══ TEXTO FORNECIDO

Paulo Machado
Ouvidor Adjunto da EBC
Brasília - >A Agência Brasil foi
a Mato Grosso do Sul reportar a situação
em que se encontra o povo Guarani Kaiowá
e publicou a Grande Reportagem
Duas realidades sobre o mesmo chão. A iniciativa
de revisitar o assunto quando a chamada “grande
imprensa” o ignora, demonstra a importância
da comunicação pública em pautar
a discussão de temas polêmicos que
a sociedade não índia, estabelecida
na região, parece não querer resolver.
Apesar do assunto transcender
os aspectos abordados na reportagem, seu valor situa-se
principalmente em tentar retratar um momento de
um processo que acumula séculos de intolerância,
de violência e de massacre por uma cultura
dominante sobre os dominados. Os recursos multimídia
de imagem e áudio complementam essa fotografia
instantânea da realidade em que sobrevive
o povo desterrado. O diário de bordo da reportagem
ajuda a integrar o leitor no cotidiano do desafio
jornalístico.
Esta Ouvidoria foi acionada pelo
leitor Fabiano Reis que escreveu: “Não há
sul-mato-grossense que não fique muito chateado
com o título e a chamada da reportagem Em
Mato Grosso do Sul, índios em condições
precárias vivem ao lado de latifúndios
prósperos. Penso que foi pré-definida
a apuração, não avaliou o trabalho
realizado pelos produtores e não 'latifundiários'
e principalmente não quis saber a opinião
da população do estado. Não
deveria em sua reportagem jornalística obter
'As várias realidades sobre o mesmo chão?'.
Deveriam respeitar a população do
MS, os trabalhadores e empreendedores do estado
e até mesmo os critérios básicos
do jornalismo. Sobre o último item há
duas alternativas: trabalhem de fato, como agência
de notícias ou tornem público que
são apenas uma assessoria de imprensa.”
A ele, a Agência Brasil
respondeu: “Agradecemos o comentário do leitor
e informamos que o repórter da Agência
Brasil esteve em Mato Grosso do Sul para ouvir todas
as partes envolvidas na questão dos índios
Guarani e dos fazendeiros.”
Ao ouvir a “população
do estado”, como queria o leitor - como se os índios
não fossem a verdadeira e original população
que há milênios habitam aquelas terras,
a ABr considerou que “todas as partes envolvidas”
fossem apenas índios e fazendeiros, tratando
a assunto como uma partida de futebol em que dois
times se defrontam. Essa abordagem simplista de
um assunto tão complexo reflete uma possível
carência de recursos para se aprofundar na
questão – a falta de uma pesquisa sobre o
processo histórico que levou à situação
atual não permite ao leitor entender exatamente
o que está em jogo e qual é o contexto
da disputa. As matérias induzem a acreditar
que os índios querem as mesmas terras que
valem R$ 20 mil o hectare para os não índios,
que o “chão” para uns e para outros, é
o mesmo chão. Fisicamente podem até
coincidir os espaços, mas o significado para
cada um é muito diferente.

════
══ DADOS FORNECIDOS

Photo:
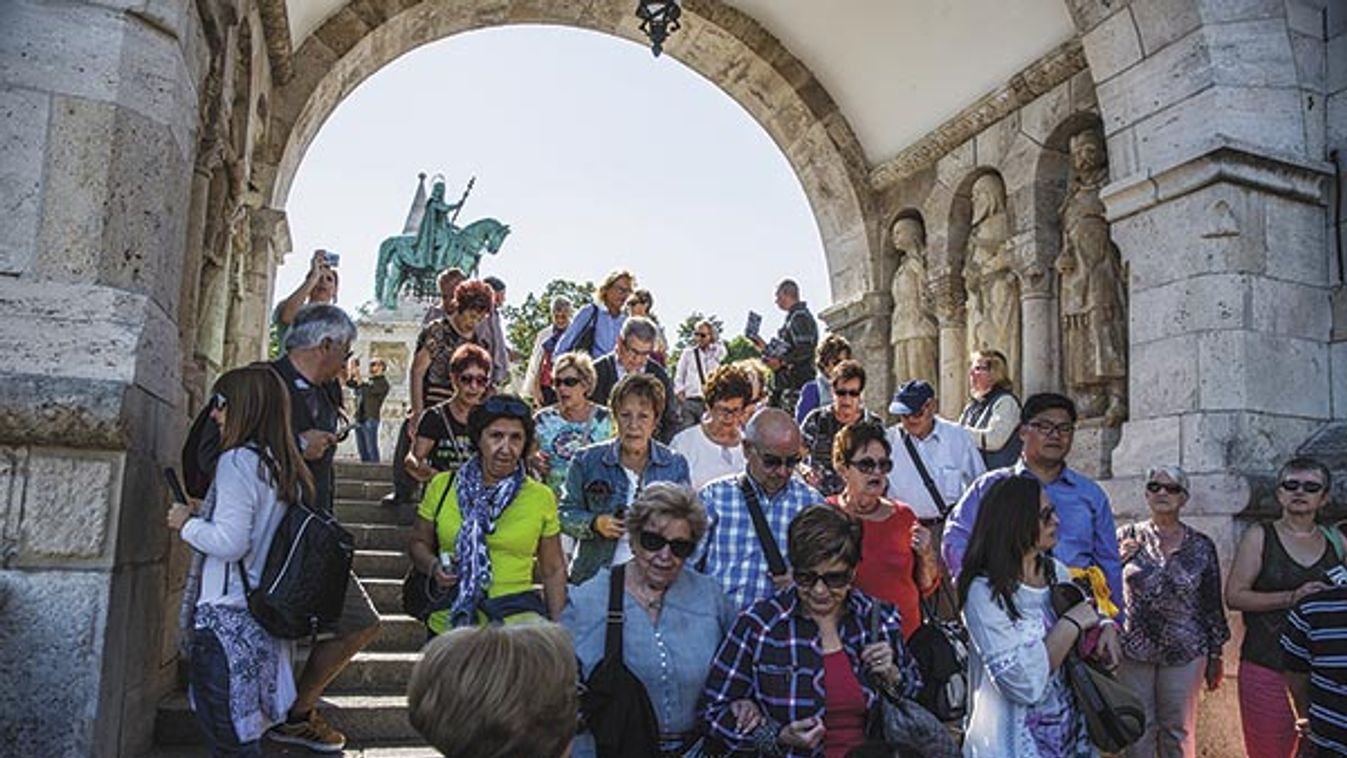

════

### INSTRUÇÃO FORNECIDA 1
Reescreva de forma mais concisa o parágrafo do texto fornecido iniciado por “Apesar do assunto transcender”, preservando seus fatos principais.
### INSTRUÇÃO FORNECIDA 2
Copie, sem qualquer alteração, o trecho do texto fornecido de “Apesar do assunto” a “jornalístico.”.
### INSTRUÇÃO FORNECIDA 3
Segundo o texto fornecido, qual leitor acionou a Ouvidoria?

### RESULTADO DO EXERCÍCIO 1
Embora o assunto vá além do que a reportagem aborda, seu valor está sobretudo em retratar um momento de um processo secular de intolerância, violência e massacre da cultura dominante sobre os dominados. Imagens e áudio complementam esse retrato instantâneo da realidade do povo desterrado, e o diário de bordo aproxima o leitor do cotidiano do trabalho jornalístico.

### RESULTADO DO EXERCÍCIO 2
Apesar do assunto transcender
os aspectos abordados na reportagem, seu valor situa-se
principalmente em tentar retratar um momento de
um processo que acumula séculos de intolerância,
de violência e de massacre por uma cultura
dominante sobre os dominados. Os recursos multimídia
de imagem e áudio complementam essa fotografia
instantânea da realidade em que sobrevive
o povo desterrado. O diário de bordo da reportagem
ajuda a integrar o leitor no cotidiano do desafio
jornalístico.

### RESULTADO DO EXERCÍCIO 3
O leitor Fabiano Reis.